**Short problem 1**
In the lunar distance passage, rewrite the part that opens with the words "Although these changes" and closes with "light-travel are required.", swapping "elliptical orbit" for "eccentric orbit".
**Short problem 2**
According to the lunar distance passage, how fast can the Moon move closer to or farther from Earth at its swiftest?
**Short problem 3**
Write the next few sentences of the lunar distance passage, picking up after its final sentence.

**Passage**
+++
We can see this seasonally, as some months (like July and August in 2023) have full Moons that coincide with lunar perigee, where the Moon appears larger and brighter than normal. We’ve come to call these “supermoons,” where the Moon can be up to 14% larger and 30% brighter than the smallest-appearing full Moons. Conversely, there are also full Moons that either coincide with or come very close to lunar apogee, where the Moon is at its most distant from Earth. We call these full Moons “micromoons,” and those full Moons are the smallest and faintest; the smallest full Moon of 2023 occurred back on February 5th.

As the Moon transitions from perigee to apogee and back again, it moves away from Earth and back toward it. At its swiftest, the Moon can move closer to or farther from Earth at an astounding speed of 270 kilometers-per-hour (168 mph), or a full kilometer closer-or-farther every 13.3 seconds. In as little as six hours, the distance between the Moon and the Earth can change by up to 1,000 kilometers.

Although these changes could have been predicted by the law of gravity since the 17th century, it’s quite another feat to measure these changes directly. But starting in the 1950s, we began to do precisely this.

The first view with human eyes of the Earth rising over the limb of the Moon. Because of the Moon’s elliptical orbit around the Earth, the lunar distance cannot be measured reliably over long periods of time. Instantaneous measurements governed by light-travel are required.
+++
**Given records**

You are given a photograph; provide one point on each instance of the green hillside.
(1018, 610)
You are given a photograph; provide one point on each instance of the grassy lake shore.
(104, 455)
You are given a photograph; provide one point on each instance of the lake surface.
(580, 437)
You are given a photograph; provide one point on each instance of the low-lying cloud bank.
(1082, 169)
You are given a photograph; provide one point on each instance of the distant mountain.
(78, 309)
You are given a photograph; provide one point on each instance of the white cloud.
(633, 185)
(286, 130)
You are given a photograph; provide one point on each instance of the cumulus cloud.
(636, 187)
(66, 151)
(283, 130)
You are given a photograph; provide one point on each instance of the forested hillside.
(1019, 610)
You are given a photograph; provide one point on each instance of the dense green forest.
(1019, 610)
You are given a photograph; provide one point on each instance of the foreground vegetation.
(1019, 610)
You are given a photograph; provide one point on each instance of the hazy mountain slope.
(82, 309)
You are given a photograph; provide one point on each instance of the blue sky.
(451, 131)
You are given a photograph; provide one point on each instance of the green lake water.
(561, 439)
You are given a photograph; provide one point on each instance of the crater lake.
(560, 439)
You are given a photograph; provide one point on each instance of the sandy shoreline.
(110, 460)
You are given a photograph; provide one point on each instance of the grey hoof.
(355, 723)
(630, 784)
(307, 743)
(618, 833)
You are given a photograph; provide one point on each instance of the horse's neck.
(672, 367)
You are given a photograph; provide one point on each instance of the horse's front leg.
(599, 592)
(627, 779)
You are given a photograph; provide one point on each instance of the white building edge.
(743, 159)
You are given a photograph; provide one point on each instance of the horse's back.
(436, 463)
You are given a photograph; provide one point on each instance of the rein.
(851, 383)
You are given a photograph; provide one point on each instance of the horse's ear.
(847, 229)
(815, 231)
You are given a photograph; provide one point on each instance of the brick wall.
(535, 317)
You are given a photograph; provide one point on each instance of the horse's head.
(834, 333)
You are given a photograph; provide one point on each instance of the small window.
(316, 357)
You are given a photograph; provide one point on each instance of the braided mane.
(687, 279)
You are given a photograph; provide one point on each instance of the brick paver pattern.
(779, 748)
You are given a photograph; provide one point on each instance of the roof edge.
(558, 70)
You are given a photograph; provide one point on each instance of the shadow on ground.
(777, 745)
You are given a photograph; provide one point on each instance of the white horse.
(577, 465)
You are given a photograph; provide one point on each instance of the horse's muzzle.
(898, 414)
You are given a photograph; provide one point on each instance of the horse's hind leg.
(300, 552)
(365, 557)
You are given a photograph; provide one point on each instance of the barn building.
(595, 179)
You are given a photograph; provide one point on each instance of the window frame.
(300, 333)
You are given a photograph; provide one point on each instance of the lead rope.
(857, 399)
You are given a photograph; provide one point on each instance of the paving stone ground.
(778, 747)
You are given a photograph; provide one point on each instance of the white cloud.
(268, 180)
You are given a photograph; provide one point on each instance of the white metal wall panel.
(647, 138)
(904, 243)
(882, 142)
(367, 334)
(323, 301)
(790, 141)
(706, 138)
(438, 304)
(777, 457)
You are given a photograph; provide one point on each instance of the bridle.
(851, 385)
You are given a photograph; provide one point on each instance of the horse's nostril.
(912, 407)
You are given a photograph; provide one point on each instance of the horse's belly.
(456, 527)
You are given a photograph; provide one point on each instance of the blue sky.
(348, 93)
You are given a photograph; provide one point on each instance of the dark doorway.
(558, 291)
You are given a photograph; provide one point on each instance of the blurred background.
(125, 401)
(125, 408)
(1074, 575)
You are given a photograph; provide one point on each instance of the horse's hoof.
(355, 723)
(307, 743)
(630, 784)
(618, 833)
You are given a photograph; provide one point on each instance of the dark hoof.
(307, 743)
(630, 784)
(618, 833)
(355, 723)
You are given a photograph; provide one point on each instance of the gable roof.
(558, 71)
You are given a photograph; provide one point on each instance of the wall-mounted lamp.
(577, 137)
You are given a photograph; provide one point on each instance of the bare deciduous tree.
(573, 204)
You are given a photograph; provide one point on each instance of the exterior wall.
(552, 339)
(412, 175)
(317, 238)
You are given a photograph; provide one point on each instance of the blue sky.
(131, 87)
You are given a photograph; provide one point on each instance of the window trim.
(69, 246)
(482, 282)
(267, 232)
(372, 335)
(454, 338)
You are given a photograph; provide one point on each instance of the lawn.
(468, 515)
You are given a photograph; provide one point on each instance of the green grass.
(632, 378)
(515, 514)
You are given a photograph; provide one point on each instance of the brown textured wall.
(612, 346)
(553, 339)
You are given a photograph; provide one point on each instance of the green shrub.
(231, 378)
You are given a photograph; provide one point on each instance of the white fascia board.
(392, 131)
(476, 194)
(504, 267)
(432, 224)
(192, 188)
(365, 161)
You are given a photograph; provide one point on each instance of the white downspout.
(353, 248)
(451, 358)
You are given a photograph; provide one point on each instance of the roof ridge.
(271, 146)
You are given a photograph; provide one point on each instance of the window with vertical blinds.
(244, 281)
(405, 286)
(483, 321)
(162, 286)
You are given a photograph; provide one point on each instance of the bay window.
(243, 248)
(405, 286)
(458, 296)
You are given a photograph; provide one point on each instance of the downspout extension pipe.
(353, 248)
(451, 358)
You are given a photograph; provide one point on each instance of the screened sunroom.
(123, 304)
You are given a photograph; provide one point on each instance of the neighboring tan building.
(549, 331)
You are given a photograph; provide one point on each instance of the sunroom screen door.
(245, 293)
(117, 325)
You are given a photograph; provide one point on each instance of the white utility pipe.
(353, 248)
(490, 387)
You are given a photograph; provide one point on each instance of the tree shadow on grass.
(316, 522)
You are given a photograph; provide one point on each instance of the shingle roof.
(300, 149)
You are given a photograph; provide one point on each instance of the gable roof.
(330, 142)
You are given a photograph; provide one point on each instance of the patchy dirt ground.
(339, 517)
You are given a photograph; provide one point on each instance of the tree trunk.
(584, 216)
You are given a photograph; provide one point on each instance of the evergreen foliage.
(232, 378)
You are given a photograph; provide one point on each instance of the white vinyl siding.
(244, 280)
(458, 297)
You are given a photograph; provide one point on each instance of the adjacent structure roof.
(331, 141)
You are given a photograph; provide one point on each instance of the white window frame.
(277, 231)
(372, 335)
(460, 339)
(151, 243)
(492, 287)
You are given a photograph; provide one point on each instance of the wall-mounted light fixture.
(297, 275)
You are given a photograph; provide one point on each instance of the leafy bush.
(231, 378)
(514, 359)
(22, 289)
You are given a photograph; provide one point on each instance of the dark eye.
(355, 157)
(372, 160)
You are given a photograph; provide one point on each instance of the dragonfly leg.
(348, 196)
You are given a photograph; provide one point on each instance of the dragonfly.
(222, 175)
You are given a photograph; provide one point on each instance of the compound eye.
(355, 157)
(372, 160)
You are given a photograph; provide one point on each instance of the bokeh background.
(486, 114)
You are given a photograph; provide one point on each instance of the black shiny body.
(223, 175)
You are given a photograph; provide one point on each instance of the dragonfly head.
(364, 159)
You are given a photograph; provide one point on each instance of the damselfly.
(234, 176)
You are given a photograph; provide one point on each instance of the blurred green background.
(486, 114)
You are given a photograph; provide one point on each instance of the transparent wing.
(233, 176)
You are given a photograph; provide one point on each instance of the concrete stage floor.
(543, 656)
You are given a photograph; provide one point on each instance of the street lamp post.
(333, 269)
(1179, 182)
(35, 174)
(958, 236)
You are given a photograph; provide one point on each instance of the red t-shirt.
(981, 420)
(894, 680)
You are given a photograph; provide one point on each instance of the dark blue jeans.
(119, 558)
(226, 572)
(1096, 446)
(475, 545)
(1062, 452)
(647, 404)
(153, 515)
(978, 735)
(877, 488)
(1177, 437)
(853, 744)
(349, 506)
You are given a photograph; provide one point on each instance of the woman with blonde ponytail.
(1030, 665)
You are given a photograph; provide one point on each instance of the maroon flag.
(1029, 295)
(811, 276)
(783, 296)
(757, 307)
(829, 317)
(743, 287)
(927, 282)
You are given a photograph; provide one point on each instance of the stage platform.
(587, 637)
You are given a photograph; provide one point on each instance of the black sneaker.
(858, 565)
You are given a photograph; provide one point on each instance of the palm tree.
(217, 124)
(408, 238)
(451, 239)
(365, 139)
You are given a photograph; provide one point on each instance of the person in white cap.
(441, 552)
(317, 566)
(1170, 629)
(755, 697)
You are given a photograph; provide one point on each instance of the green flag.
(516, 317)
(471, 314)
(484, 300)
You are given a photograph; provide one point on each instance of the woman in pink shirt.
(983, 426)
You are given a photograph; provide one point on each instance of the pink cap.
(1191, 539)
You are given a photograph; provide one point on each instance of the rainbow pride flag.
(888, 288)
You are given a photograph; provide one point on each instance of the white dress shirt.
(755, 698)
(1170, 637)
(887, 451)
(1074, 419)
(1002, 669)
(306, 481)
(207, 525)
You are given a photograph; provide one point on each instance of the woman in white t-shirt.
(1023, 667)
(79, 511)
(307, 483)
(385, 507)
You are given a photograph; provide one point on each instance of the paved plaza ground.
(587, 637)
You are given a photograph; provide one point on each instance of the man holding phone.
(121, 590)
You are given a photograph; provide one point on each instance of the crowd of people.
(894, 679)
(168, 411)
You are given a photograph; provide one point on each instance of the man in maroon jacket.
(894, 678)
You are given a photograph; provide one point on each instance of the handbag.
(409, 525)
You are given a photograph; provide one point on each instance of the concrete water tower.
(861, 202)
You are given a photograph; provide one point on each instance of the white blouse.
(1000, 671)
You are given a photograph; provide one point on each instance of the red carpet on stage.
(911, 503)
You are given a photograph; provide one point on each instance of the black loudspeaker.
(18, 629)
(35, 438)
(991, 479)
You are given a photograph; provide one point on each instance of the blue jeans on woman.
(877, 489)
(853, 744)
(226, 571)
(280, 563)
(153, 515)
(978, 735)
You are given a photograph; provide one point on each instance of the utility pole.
+++
**Expected output 1**
Although these changes could have been predicted by the law of gravity since the 17th century, it’s quite another feat to measure these changes directly. But starting in the 1950s, we began to do precisely this.

The first view with human eyes of the Earth rising over the limb of the Moon. Because of the Moon’s eccentric orbit around the Earth, the lunar distance cannot be measured reliably over long periods of time. Instantaneous measurements governed by light-travel are required.

**Expected output 2**
At its swiftest, it moves 270 kilometers per hour (168 mph), or a full kilometer every 13.3 seconds.

**Expected output 3**
The first modern method: radar echoing

The idea of radar echoing was that if you send a pulse of radio waves at the Moon, some fraction of those radio waves will bounce off of the Moon and return to you about 2.5 seconds later. After all, radio waves are a form of light, and all forms of light travel at the speed of light, so if you:

• emit a pulse,
• let that pulse bounce off of the Moon,
• and wait for that pulse to return to you,

the time difference of when you emit and receive the return pulse, multiplied by the speed of light, will give you the distance to the Moon. This should come as no surprise to ham radio operators, as bouncing a radio signal off of the Moon (also known as Earth-Moon-Earth or EME communication) is a technique that’s been in use since 1953!

The first experiments using this method were performed in 1946 as part of the US Army’s Project Diana, followed in 1957 by work at the US Naval Research Laboratory. However, they did not give consistent, repeatable results. Those were first obtained in 1958 in the UK, where longer-duration pulses were sent out by the Royal Radar Establishment. This allowed us to measure the lunar distance at any point in time to a precision of just ±1.2 kilometers: the most accurate method until lasers came onto the scene.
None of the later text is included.